Write out again the lines from the one holding "In this exercise you will indicate the fence" through the one holding "x=54, y=630", inclusive, requests and all. Shift every coordinate in the answers by -51.
+++
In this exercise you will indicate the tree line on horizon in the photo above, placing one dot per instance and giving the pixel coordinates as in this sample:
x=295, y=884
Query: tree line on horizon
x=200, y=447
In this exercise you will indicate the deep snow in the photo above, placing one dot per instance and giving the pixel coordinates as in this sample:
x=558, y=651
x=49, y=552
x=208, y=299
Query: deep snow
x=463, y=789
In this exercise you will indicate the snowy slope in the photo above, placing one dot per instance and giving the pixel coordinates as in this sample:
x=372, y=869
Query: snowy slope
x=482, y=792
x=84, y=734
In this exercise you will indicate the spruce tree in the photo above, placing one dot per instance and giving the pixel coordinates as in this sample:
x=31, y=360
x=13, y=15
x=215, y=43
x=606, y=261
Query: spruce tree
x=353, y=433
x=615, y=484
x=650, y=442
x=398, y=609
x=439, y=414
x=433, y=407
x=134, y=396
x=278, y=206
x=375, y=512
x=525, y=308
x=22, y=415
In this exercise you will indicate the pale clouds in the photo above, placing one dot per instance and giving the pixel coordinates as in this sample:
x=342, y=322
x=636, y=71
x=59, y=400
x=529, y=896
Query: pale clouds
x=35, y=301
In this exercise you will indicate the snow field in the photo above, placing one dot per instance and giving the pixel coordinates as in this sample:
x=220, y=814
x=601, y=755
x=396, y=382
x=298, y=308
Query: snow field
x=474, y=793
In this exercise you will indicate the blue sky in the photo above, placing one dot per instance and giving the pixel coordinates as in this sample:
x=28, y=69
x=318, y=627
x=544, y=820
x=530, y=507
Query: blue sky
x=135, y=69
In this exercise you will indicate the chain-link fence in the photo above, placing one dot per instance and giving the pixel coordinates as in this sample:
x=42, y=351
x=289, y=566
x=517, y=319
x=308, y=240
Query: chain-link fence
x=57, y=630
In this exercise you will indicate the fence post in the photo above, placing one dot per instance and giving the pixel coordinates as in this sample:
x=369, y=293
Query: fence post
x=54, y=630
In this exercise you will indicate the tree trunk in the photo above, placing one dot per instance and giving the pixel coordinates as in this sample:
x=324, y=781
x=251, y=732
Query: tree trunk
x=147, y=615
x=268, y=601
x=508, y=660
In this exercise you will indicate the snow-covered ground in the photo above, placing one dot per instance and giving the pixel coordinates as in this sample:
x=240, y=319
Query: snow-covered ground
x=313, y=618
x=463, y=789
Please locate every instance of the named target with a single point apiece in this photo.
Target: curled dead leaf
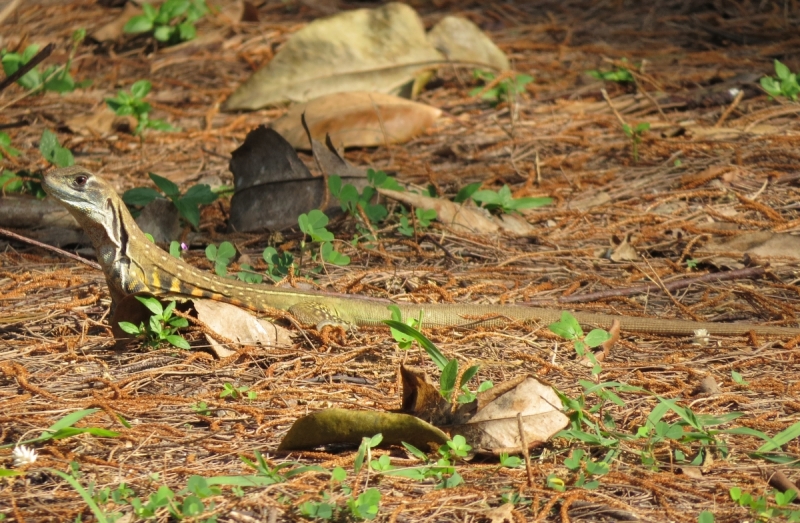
+++
Result of this task:
In this exercise you will indicate the fence post in the photo above, placing one dot per instance and giving the pixel coordinates as in this sample:
x=369, y=293
Query: fence post
x=3, y=579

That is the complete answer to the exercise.